[Items stored from a collection]
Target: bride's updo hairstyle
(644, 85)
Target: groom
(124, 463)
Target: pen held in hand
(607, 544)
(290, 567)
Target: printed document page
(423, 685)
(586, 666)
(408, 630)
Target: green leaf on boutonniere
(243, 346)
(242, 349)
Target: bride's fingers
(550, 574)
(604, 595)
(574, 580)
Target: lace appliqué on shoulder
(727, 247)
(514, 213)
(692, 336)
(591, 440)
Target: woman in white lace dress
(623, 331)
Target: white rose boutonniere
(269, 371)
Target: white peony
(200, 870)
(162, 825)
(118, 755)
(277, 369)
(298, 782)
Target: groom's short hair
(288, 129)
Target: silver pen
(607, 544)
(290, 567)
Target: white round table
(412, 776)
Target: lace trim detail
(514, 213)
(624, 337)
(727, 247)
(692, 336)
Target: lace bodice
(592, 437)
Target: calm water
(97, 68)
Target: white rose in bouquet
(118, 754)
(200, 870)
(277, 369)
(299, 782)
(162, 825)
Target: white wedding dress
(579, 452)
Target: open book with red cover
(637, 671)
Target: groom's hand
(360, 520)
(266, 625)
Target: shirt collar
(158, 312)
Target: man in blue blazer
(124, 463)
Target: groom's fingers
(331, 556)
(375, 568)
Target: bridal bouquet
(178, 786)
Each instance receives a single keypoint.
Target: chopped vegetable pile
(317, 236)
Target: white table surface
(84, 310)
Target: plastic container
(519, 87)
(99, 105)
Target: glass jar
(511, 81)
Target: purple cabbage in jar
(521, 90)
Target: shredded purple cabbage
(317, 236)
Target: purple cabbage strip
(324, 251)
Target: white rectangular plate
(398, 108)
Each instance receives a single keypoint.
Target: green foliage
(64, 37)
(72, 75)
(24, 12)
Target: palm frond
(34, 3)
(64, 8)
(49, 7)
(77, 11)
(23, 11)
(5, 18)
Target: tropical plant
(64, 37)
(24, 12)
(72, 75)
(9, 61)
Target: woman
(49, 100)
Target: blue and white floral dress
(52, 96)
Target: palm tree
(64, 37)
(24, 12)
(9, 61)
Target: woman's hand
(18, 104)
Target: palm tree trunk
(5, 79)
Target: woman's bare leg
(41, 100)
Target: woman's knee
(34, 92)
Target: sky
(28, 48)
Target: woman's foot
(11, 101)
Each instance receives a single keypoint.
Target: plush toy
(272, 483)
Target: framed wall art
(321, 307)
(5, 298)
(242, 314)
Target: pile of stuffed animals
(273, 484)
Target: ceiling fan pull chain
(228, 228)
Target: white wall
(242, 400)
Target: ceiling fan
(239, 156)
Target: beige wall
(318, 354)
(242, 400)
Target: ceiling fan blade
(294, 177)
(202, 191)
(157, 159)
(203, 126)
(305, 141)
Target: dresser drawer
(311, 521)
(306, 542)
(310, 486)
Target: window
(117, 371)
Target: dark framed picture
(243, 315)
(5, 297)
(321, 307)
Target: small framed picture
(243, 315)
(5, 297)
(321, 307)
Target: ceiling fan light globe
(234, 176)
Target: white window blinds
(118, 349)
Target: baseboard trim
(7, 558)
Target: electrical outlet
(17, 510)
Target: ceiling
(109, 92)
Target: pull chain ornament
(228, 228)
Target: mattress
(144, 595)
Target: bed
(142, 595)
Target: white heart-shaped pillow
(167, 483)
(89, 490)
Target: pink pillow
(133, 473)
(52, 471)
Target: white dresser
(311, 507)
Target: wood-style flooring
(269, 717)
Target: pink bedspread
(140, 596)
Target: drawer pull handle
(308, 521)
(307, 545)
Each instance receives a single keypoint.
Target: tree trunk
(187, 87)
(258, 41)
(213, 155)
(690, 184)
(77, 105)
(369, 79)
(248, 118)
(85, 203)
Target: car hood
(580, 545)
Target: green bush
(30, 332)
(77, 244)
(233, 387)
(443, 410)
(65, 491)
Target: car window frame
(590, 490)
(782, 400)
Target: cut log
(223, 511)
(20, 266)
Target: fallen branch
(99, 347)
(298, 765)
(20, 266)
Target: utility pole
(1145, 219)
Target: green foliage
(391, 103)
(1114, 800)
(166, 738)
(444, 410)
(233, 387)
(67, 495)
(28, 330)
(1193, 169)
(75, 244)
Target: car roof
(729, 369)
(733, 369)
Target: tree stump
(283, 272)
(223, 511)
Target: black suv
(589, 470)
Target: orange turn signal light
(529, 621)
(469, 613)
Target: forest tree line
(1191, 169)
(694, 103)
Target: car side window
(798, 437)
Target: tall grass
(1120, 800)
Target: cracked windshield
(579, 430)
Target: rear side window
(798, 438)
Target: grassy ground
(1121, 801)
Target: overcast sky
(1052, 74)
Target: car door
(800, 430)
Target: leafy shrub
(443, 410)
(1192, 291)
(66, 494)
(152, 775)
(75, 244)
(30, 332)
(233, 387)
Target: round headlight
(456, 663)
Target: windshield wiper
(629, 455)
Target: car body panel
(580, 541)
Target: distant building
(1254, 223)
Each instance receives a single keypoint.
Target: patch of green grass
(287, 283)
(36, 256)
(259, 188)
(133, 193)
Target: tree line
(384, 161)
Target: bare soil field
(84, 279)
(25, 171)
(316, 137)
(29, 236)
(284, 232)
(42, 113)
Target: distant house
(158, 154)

--- WHAT THE TASK ASKS ---
Render every line of the entries above as a Markdown table with two columns, "No." for the row number and "Line" for the line itself. Omit blank lines.

--- RESPONSE BELOW ---
| No. | Line |
|---|---|
| 1 | Target: bride's updo hairstyle |
| 2 | (644, 85) |
| 3 | Target: groom |
| 4 | (124, 463) |
| 5 | Target: pen held in hand |
| 6 | (607, 544) |
| 7 | (290, 567) |
| 8 | Target: printed document page |
| 9 | (423, 685) |
| 10 | (586, 666) |
| 11 | (408, 630) |
| 12 | Target: green leaf on boutonniere |
| 13 | (243, 346) |
| 14 | (242, 349) |
| 15 | Target: bride's fingers |
| 16 | (550, 574) |
| 17 | (604, 595) |
| 18 | (574, 580) |
| 19 | Target: lace appliqué on shoulder |
| 20 | (727, 247) |
| 21 | (514, 213) |
| 22 | (692, 336) |
| 23 | (591, 440) |
| 24 | Target: woman in white lace dress |
| 25 | (623, 331) |
| 26 | Target: white rose boutonniere |
| 27 | (269, 371) |
| 28 | Target: white peony |
| 29 | (200, 870) |
| 30 | (162, 825) |
| 31 | (118, 755) |
| 32 | (277, 369) |
| 33 | (298, 782) |
| 34 | Target: groom's short hair |
| 35 | (288, 129) |
| 36 | Target: silver pen |
| 37 | (607, 544) |
| 38 | (290, 567) |
| 39 | Target: white round table |
| 40 | (412, 776) |
| 41 | Target: lace trim detail |
| 42 | (514, 213) |
| 43 | (624, 337) |
| 44 | (727, 247) |
| 45 | (692, 336) |
| 46 | Target: lace bodice |
| 47 | (592, 437) |
| 48 | Target: calm water |
| 49 | (97, 68) |
| 50 | Target: white rose in bouquet |
| 51 | (118, 754) |
| 52 | (200, 870) |
| 53 | (277, 369) |
| 54 | (299, 782) |
| 55 | (162, 825) |
| 56 | Target: white wedding dress |
| 57 | (579, 452) |
| 58 | Target: open book with red cover |
| 59 | (637, 671) |
| 60 | Target: groom's hand |
| 61 | (360, 520) |
| 62 | (266, 625) |
| 63 | Target: shirt collar |
| 64 | (158, 312) |
| 65 | Target: man in blue blazer |
| 66 | (124, 463) |
| 67 | Target: groom's fingers |
| 68 | (331, 556) |
| 69 | (375, 568) |
| 70 | Target: bridal bouquet |
| 71 | (178, 786) |
| 72 | Each instance receives a single keypoint. |
| 73 | Target: chopped vegetable pile |
| 74 | (317, 236) |
| 75 | Target: white table surface |
| 76 | (84, 310) |
| 77 | Target: plastic container |
| 78 | (519, 87) |
| 79 | (99, 105) |
| 80 | Target: glass jar |
| 81 | (511, 81) |
| 82 | Target: purple cabbage in jar |
| 83 | (521, 90) |
| 84 | Target: shredded purple cabbage |
| 85 | (317, 236) |
| 86 | Target: purple cabbage strip |
| 87 | (324, 251) |
| 88 | Target: white rectangular plate |
| 89 | (398, 108) |
| 90 | Each instance receives a single keypoint. |
| 91 | Target: green foliage |
| 92 | (64, 37) |
| 93 | (72, 75) |
| 94 | (24, 12) |
| 95 | Target: palm frond |
| 96 | (34, 3) |
| 97 | (64, 8) |
| 98 | (49, 7) |
| 99 | (77, 11) |
| 100 | (23, 11) |
| 101 | (5, 18) |
| 102 | Target: tropical plant |
| 103 | (64, 37) |
| 104 | (24, 12) |
| 105 | (72, 75) |
| 106 | (9, 61) |
| 107 | Target: woman |
| 108 | (49, 100) |
| 109 | Target: blue and white floral dress |
| 110 | (52, 96) |
| 111 | Target: palm tree |
| 112 | (64, 37) |
| 113 | (24, 12) |
| 114 | (9, 61) |
| 115 | Target: woman's hand |
| 116 | (18, 104) |
| 117 | Target: palm tree trunk |
| 118 | (5, 79) |
| 119 | Target: woman's bare leg |
| 120 | (41, 100) |
| 121 | Target: woman's knee |
| 122 | (34, 92) |
| 123 | Target: sky |
| 124 | (28, 48) |
| 125 | Target: woman's foot |
| 126 | (11, 101) |
| 127 | Each instance receives a single keypoint. |
| 128 | Target: plush toy |
| 129 | (272, 483) |
| 130 | Target: framed wall art |
| 131 | (321, 307) |
| 132 | (5, 298) |
| 133 | (242, 314) |
| 134 | Target: pile of stuffed animals |
| 135 | (273, 484) |
| 136 | Target: ceiling fan pull chain |
| 137 | (228, 228) |
| 138 | Target: white wall |
| 139 | (242, 400) |
| 140 | Target: ceiling fan |
| 141 | (239, 156) |
| 142 | Target: beige wall |
| 143 | (318, 354) |
| 144 | (242, 400) |
| 145 | Target: ceiling fan blade |
| 146 | (294, 177) |
| 147 | (202, 191) |
| 148 | (157, 159) |
| 149 | (203, 126) |
| 150 | (305, 141) |
| 151 | Target: dresser drawer |
| 152 | (311, 521) |
| 153 | (306, 542) |
| 154 | (310, 486) |
| 155 | Target: window |
| 156 | (117, 371) |
| 157 | Target: dark framed picture |
| 158 | (243, 315) |
| 159 | (5, 297) |
| 160 | (321, 307) |
| 161 | Target: small framed picture |
| 162 | (243, 315) |
| 163 | (5, 297) |
| 164 | (321, 307) |
| 165 | Target: ceiling fan light globe |
| 166 | (234, 176) |
| 167 | Target: white window blinds |
| 168 | (118, 349) |
| 169 | Target: baseboard trim |
| 170 | (7, 558) |
| 171 | Target: electrical outlet |
| 172 | (17, 510) |
| 173 | Target: ceiling |
| 174 | (109, 92) |
| 175 | Target: pull chain ornament |
| 176 | (228, 228) |
| 177 | Target: mattress |
| 178 | (144, 595) |
| 179 | Target: bed |
| 180 | (142, 595) |
| 181 | Target: white heart-shaped pillow |
| 182 | (167, 483) |
| 183 | (89, 490) |
| 184 | Target: pink pillow |
| 185 | (133, 473) |
| 186 | (52, 471) |
| 187 | Target: white dresser |
| 188 | (311, 507) |
| 189 | Target: wood-style flooring |
| 190 | (269, 717) |
| 191 | Target: pink bedspread |
| 192 | (140, 596) |
| 193 | Target: drawer pull handle |
| 194 | (308, 521) |
| 195 | (307, 545) |
| 196 | Each instance receives a single keypoint. |
| 197 | Target: tree trunk |
| 198 | (187, 87) |
| 199 | (258, 41) |
| 200 | (213, 155) |
| 201 | (690, 184) |
| 202 | (77, 105) |
| 203 | (369, 79) |
| 204 | (248, 118) |
| 205 | (85, 203) |
| 206 | Target: car hood |
| 207 | (580, 545) |
| 208 | Target: green bush |
| 209 | (30, 332) |
| 210 | (77, 244) |
| 211 | (233, 387) |
| 212 | (443, 410) |
| 213 | (65, 491) |
| 214 | Target: car window frame |
| 215 | (590, 490) |
| 216 | (782, 400) |
| 217 | Target: cut log |
| 218 | (223, 511) |
| 219 | (20, 266) |
| 220 | Target: fallen branch |
| 221 | (99, 347) |
| 222 | (298, 765) |
| 223 | (20, 266) |
| 224 | Target: utility pole |
| 225 | (1145, 219) |
| 226 | Target: green foliage |
| 227 | (391, 103) |
| 228 | (1114, 800) |
| 229 | (166, 738) |
| 230 | (444, 410) |
| 231 | (233, 387) |
| 232 | (67, 495) |
| 233 | (28, 330) |
| 234 | (1193, 169) |
| 235 | (75, 244) |
| 236 | Target: car roof |
| 237 | (729, 369) |
| 238 | (733, 369) |
| 239 | Target: tree stump |
| 240 | (283, 272) |
| 241 | (223, 511) |
| 242 | Target: black suv |
| 243 | (589, 470) |
| 244 | Target: orange turn signal light |
| 245 | (529, 621) |
| 246 | (469, 613) |
| 247 | Target: forest tree line |
| 248 | (1191, 169) |
| 249 | (694, 103) |
| 250 | Target: car side window |
| 251 | (798, 437) |
| 252 | Target: tall grass |
| 253 | (1120, 800) |
| 254 | Target: cracked windshield |
| 255 | (579, 430) |
| 256 | Target: rear side window |
| 257 | (798, 438) |
| 258 | Target: grassy ground |
| 259 | (1121, 801) |
| 260 | Target: overcast sky |
| 261 | (1052, 74) |
| 262 | Target: car door |
| 263 | (800, 430) |
| 264 | Target: leafy shrub |
| 265 | (443, 410) |
| 266 | (1192, 291) |
| 267 | (66, 494) |
| 268 | (152, 775) |
| 269 | (75, 244) |
| 270 | (30, 332) |
| 271 | (233, 387) |
| 272 | Target: round headlight |
| 273 | (456, 663) |
| 274 | Target: windshield wiper |
| 275 | (629, 455) |
| 276 | Target: car body panel |
| 277 | (580, 541) |
| 278 | Target: distant building |
| 279 | (1254, 223) |
| 280 | Each instance receives a single keypoint. |
| 281 | Target: patch of green grass |
| 282 | (287, 283) |
| 283 | (36, 256) |
| 284 | (259, 188) |
| 285 | (133, 193) |
| 286 | Target: tree line |
| 287 | (384, 161) |
| 288 | Target: bare soil field |
| 289 | (84, 279) |
| 290 | (25, 171) |
| 291 | (316, 137) |
| 292 | (29, 236) |
| 293 | (284, 232) |
| 294 | (42, 113) |
| 295 | Target: distant house |
| 296 | (158, 154) |